- _To be done_
How many lines of the items below contain the word "window"? Give only the number.

- _Provided data_
#####

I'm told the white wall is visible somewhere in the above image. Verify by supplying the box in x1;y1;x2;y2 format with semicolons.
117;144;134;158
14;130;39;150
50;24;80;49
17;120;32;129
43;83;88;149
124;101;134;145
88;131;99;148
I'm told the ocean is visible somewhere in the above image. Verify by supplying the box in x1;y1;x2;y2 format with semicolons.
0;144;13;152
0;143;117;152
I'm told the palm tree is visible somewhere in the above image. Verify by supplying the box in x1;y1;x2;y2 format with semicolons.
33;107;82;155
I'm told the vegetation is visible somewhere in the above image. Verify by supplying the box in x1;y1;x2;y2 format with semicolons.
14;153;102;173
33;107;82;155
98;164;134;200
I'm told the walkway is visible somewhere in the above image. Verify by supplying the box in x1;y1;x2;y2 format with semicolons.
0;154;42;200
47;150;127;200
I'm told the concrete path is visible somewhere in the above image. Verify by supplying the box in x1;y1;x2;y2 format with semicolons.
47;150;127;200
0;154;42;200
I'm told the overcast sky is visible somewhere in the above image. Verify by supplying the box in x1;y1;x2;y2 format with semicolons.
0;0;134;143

#####

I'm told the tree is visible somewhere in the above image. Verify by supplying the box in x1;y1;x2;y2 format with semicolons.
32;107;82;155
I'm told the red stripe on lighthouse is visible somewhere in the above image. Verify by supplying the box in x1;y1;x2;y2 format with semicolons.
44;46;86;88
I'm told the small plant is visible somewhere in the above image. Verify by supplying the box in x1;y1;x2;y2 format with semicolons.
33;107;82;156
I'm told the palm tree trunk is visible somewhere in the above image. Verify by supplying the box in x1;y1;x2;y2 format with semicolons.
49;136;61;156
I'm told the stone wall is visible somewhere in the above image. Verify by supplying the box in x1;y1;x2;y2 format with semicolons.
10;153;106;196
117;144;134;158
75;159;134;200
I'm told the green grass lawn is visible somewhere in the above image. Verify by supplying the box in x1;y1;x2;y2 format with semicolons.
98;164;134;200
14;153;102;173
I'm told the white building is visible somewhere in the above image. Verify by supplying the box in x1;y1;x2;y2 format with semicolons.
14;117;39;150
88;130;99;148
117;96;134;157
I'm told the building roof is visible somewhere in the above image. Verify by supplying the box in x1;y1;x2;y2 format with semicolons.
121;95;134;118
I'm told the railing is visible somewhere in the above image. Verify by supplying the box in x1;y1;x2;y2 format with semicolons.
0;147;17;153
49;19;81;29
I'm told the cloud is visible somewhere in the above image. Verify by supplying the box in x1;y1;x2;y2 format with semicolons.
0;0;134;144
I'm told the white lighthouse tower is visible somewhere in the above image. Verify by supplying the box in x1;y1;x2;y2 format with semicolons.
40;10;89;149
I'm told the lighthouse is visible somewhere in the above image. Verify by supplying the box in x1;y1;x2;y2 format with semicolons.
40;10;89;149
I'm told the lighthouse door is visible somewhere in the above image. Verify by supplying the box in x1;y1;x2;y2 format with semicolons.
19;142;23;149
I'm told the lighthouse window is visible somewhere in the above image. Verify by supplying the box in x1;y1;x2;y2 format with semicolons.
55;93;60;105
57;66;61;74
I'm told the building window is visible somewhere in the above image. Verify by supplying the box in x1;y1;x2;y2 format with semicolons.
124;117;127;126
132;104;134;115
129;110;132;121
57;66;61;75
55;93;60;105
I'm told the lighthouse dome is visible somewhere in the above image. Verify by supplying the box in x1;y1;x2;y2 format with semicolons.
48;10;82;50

#####

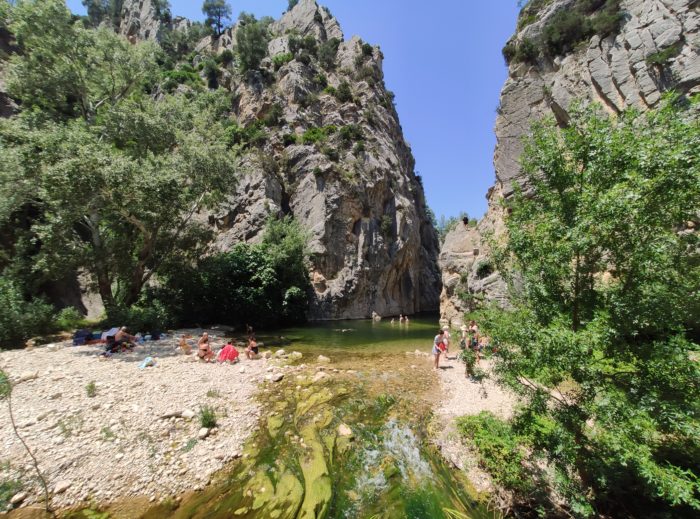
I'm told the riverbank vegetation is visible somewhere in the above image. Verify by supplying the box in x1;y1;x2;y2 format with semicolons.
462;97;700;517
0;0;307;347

#####

- _Written answer_
2